Extracted records:
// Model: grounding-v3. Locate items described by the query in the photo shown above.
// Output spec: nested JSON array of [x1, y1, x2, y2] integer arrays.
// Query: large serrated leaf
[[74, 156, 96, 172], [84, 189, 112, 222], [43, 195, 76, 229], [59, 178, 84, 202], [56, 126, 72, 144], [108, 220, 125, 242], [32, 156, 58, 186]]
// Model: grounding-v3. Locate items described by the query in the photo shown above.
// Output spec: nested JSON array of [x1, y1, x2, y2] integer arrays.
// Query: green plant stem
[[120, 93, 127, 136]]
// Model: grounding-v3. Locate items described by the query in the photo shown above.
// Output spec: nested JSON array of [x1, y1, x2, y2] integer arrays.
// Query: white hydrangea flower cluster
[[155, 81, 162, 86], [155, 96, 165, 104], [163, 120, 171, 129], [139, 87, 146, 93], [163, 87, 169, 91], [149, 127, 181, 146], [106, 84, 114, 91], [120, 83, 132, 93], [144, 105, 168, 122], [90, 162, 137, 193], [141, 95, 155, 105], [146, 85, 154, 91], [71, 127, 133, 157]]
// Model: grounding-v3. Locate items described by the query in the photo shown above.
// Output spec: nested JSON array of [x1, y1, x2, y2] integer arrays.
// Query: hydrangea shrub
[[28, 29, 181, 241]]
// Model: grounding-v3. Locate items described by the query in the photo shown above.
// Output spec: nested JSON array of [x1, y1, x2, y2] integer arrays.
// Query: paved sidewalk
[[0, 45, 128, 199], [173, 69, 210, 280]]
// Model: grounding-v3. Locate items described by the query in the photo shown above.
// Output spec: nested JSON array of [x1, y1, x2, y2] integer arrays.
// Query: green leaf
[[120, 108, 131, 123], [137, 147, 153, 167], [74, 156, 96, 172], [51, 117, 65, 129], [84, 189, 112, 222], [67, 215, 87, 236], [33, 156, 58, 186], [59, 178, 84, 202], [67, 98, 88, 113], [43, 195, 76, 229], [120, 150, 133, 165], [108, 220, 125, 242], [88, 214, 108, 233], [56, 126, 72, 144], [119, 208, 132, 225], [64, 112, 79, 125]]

WHAT TO WORK ON » Report every line of the material above that contains the word "hydrangea", copying each line in full.

SOLUTION »
// Query: white hydrangea flower cluster
// Query: hydrangea shrub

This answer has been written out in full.